■ **Data to process**
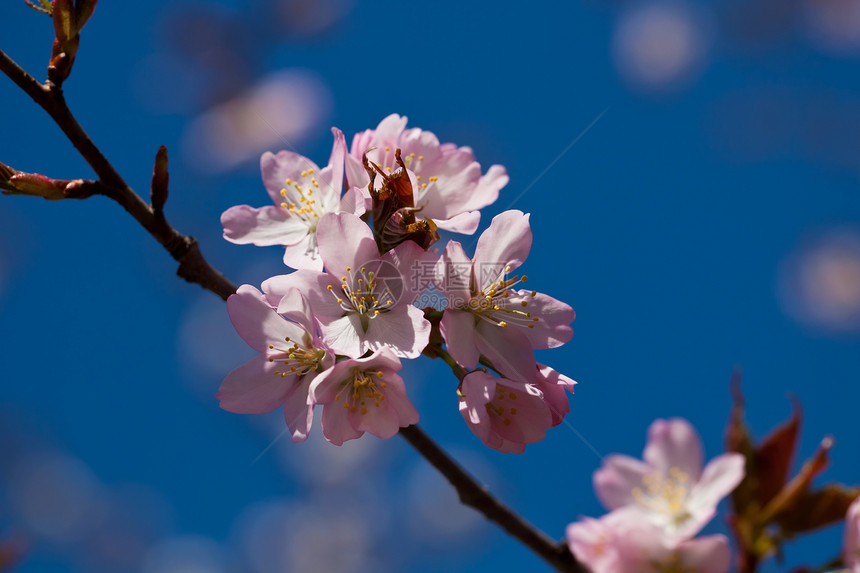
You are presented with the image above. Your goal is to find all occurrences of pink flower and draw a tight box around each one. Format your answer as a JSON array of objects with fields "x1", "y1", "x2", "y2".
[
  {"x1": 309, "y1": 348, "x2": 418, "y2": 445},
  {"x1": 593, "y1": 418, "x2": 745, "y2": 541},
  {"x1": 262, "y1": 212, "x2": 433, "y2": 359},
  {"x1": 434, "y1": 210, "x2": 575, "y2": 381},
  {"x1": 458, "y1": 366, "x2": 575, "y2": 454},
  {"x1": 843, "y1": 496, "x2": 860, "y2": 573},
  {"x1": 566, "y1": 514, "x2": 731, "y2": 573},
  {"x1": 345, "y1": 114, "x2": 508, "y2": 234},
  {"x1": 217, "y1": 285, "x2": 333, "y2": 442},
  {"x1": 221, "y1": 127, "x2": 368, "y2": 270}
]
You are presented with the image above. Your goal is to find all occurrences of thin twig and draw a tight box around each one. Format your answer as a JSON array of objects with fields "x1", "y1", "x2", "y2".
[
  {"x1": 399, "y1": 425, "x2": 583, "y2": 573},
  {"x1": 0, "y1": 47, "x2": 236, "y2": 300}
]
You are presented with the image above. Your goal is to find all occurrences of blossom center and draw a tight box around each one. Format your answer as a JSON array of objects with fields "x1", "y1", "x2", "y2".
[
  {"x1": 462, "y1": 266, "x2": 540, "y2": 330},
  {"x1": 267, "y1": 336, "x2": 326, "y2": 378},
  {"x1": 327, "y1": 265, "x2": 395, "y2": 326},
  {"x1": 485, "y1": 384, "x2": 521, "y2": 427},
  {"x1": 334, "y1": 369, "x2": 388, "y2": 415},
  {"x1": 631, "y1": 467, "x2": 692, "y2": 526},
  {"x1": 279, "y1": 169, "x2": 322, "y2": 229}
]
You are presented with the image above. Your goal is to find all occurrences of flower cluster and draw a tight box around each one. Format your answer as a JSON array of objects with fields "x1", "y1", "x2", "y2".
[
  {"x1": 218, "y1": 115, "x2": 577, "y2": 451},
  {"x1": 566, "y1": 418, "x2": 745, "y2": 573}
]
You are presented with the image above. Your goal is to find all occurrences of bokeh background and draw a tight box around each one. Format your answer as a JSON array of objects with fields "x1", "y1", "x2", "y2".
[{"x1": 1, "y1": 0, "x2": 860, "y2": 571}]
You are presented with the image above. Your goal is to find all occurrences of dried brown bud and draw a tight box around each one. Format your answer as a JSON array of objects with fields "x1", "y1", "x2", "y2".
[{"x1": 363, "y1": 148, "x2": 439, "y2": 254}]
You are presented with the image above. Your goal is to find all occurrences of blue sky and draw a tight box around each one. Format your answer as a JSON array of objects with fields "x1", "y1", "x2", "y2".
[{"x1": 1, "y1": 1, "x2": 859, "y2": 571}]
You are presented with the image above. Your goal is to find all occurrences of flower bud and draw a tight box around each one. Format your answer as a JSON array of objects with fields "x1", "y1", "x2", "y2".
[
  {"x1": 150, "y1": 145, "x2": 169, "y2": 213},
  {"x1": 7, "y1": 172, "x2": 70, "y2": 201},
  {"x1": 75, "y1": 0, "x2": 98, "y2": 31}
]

■ **Exercise prompt**
Repeat the records above verbatim. Include none of the pictures.

■ **Expected answer**
You are presented with the image above. Your goal is to find all occurrences of pink flower and draw a tight box around each one. Format your answer as a JSON array of objects with fields "x1", "y1", "x2", "y2".
[
  {"x1": 309, "y1": 348, "x2": 418, "y2": 445},
  {"x1": 593, "y1": 418, "x2": 745, "y2": 541},
  {"x1": 262, "y1": 212, "x2": 433, "y2": 359},
  {"x1": 434, "y1": 210, "x2": 575, "y2": 381},
  {"x1": 458, "y1": 366, "x2": 575, "y2": 454},
  {"x1": 843, "y1": 496, "x2": 860, "y2": 573},
  {"x1": 566, "y1": 514, "x2": 731, "y2": 573},
  {"x1": 345, "y1": 114, "x2": 508, "y2": 234},
  {"x1": 217, "y1": 285, "x2": 333, "y2": 442},
  {"x1": 221, "y1": 127, "x2": 368, "y2": 270}
]
You are presented with the image above. Your goal is to find all occurrences of thin twig and draw a tight box around each one. Format your answer as a JSON array of objects with fields "x1", "y1", "x2", "y2".
[
  {"x1": 399, "y1": 425, "x2": 583, "y2": 573},
  {"x1": 0, "y1": 47, "x2": 236, "y2": 300}
]
You are presented with the image above. Your goal is to find all occurrences of blossom center and draw a tight box around each one. Format your answer as a JSON array of objects with fields "x1", "y1", "x2", "y2".
[
  {"x1": 462, "y1": 266, "x2": 540, "y2": 330},
  {"x1": 267, "y1": 336, "x2": 326, "y2": 378},
  {"x1": 327, "y1": 265, "x2": 395, "y2": 326},
  {"x1": 485, "y1": 384, "x2": 521, "y2": 427},
  {"x1": 334, "y1": 369, "x2": 388, "y2": 415},
  {"x1": 631, "y1": 467, "x2": 692, "y2": 526},
  {"x1": 279, "y1": 169, "x2": 322, "y2": 229}
]
You are presented with the image above. Your goal is to find all occurrences of flower cluster and draw a tight box around each one. Format your answer as a JSON array of objects with fields "x1", "y1", "x2", "y2".
[
  {"x1": 218, "y1": 115, "x2": 577, "y2": 451},
  {"x1": 566, "y1": 418, "x2": 745, "y2": 573}
]
You are presented with the image above. Your goal is to find all occurrences of bokeh background and draw a tight box around each one. Format your answer as a JSON array of objects with fields "x1", "y1", "x2", "y2".
[{"x1": 1, "y1": 0, "x2": 860, "y2": 571}]
You are presented with the image above. Your goal is to find all occurrences of dried brown bud and draw a tight box around each one. Format your answer as a JSON array of objects with fields "x1", "y1", "x2", "y2".
[{"x1": 363, "y1": 148, "x2": 439, "y2": 254}]
You are presented with the image above. Your goal is to find all occurrences of blue sky and draw a tight box around each one. Format your answer as a JSON array of objects with fields "x1", "y1", "x2", "y2".
[{"x1": 1, "y1": 1, "x2": 859, "y2": 571}]
You are presented with the image above. Your goal is to find all occurrences of flower bud and draw a tight box around each one. Format your answer as a JSON array of objects with fields "x1", "y1", "x2", "y2".
[
  {"x1": 150, "y1": 145, "x2": 169, "y2": 213},
  {"x1": 7, "y1": 172, "x2": 70, "y2": 201},
  {"x1": 75, "y1": 0, "x2": 98, "y2": 31}
]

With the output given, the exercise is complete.